- TASK: Pick out each line of the items below that contains the string "separate", matching case exactly.

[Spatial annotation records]
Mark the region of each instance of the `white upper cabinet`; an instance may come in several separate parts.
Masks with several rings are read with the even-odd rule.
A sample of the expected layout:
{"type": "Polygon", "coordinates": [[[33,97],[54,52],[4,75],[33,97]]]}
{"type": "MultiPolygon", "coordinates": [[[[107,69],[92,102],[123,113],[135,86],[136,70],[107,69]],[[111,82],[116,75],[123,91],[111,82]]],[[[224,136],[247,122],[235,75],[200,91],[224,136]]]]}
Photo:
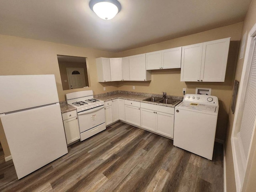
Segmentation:
{"type": "Polygon", "coordinates": [[[111,81],[122,80],[122,58],[110,58],[111,81]]]}
{"type": "Polygon", "coordinates": [[[230,38],[204,43],[200,80],[224,82],[230,38]]]}
{"type": "Polygon", "coordinates": [[[184,46],[182,49],[180,81],[199,81],[203,44],[184,46]]]}
{"type": "Polygon", "coordinates": [[[161,69],[162,68],[162,51],[146,54],[146,70],[161,69]]]}
{"type": "Polygon", "coordinates": [[[151,73],[146,70],[146,54],[129,57],[130,80],[130,81],[151,80],[151,73]]]}
{"type": "Polygon", "coordinates": [[[180,68],[181,47],[163,50],[162,59],[162,69],[180,68]]]}
{"type": "Polygon", "coordinates": [[[180,81],[224,82],[230,39],[182,47],[180,81]]]}
{"type": "Polygon", "coordinates": [[[109,58],[100,57],[96,59],[98,80],[99,82],[111,81],[109,58]]]}
{"type": "Polygon", "coordinates": [[[147,70],[180,68],[181,47],[146,53],[147,70]]]}
{"type": "Polygon", "coordinates": [[[130,81],[129,57],[123,57],[122,58],[122,71],[123,81],[130,81]]]}

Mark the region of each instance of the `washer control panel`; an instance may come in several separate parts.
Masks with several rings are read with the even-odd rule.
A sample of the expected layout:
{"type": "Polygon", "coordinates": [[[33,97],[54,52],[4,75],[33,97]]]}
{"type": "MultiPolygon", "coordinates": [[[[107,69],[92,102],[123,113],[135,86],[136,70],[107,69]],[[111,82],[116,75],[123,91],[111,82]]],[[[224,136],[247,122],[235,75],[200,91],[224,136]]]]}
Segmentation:
{"type": "Polygon", "coordinates": [[[219,105],[218,98],[212,95],[186,94],[184,96],[183,101],[219,105]]]}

- RESPONSE:
Mark the region of each instance of the `white upper cabinet`; an instance may come in several separate parts.
Mark the region of each instance of the `washer control panel`; an instance may come in several separate parts.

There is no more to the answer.